EXTRAIT DU TEXTE:
==*==

Pascal Prugna

[OSEF] Bosser pour un égocentrique pervers narcissique – Episode II

Evil Mr. Burns

La série OSEF est une série d’articles où je parle librement et où je dis des trucs dont tout le monde se fout. Peut-être.

Cet article est la suite de [OSEF] Bosser pour un égocentrique pervers narcissique – Episode I. Désolé pour la longueur de l’article mais il y avait encore beaucoup à dire et même après celui-là il en reste.

Ça fait un mois que je bosses là-bas, mon projet avance plutôt bien même s’il a fallu sacrifier quelques méthodologies, profaner quelques standards et bonnes pratiques de développement à cause des contraintes du code et des tables SQL legacies. Quoiqu’il arrive, je pense tenir la deadline.

==*==

LIGNES DE DONNÉES:
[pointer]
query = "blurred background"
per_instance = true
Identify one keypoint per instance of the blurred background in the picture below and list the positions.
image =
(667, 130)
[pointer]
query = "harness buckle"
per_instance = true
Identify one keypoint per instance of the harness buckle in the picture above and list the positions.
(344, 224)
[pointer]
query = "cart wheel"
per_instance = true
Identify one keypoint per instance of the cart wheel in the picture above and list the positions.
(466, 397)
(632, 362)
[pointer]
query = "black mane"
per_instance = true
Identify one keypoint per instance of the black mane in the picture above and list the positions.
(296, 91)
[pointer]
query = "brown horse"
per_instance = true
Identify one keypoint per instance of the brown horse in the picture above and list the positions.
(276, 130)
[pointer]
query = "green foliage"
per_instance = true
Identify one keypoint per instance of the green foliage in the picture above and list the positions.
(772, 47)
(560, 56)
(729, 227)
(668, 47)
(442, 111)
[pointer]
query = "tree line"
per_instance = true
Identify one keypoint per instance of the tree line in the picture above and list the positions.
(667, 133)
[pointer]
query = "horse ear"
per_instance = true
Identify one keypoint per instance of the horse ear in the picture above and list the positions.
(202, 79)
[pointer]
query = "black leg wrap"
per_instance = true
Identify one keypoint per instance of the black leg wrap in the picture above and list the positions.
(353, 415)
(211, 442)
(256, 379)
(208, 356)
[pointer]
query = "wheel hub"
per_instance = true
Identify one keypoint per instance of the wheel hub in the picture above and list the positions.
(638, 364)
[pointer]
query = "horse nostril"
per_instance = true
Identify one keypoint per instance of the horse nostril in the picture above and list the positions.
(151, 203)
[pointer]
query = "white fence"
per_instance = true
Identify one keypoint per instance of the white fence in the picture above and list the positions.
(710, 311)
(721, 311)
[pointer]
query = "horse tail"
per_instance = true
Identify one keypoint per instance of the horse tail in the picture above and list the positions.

==*==

CONSIGNES:
• a. Pour chaque affirmation, dites si elle concorde avec l'article en répondant par oui ou par non, et citez les mots de l'article qui tranchent. (i) L'auteur travaille à cet endroit depuis un mois. (ii) L'article est le premier épisode de la série. (iii) L'auteur pense ne pas tenir la deadline.
• b. Recopiez fidèlement le passage de l'article qui va de « Pascal Prugna » à « il en reste. ».
Les lignes ne sont d'aucune utilité ici.

RÉPONSES:
• a. (i) Oui : « Ça fait un mois que je bosses là-bas ». (ii) Non : « Cet article est la suite de [OSEF] Bosser pour un égocentrique pervers narcissique – Episode I ». (iii) Non : « je pense tenir la deadline ».

• b.
Pascal Prugna

[OSEF] Bosser pour un égocentrique pervers narcissique – Episode II

Evil Mr. Burns

La série OSEF est une série d’articles où je parle librement et où je dis des trucs dont tout le monde se fout. Peut-être.

Cet article est la suite de [OSEF] Bosser pour un égocentrique pervers narcissique – Episode I. Désolé pour la longueur de l’article mais il y avait encore beaucoup à dire et même après celui-là il en reste.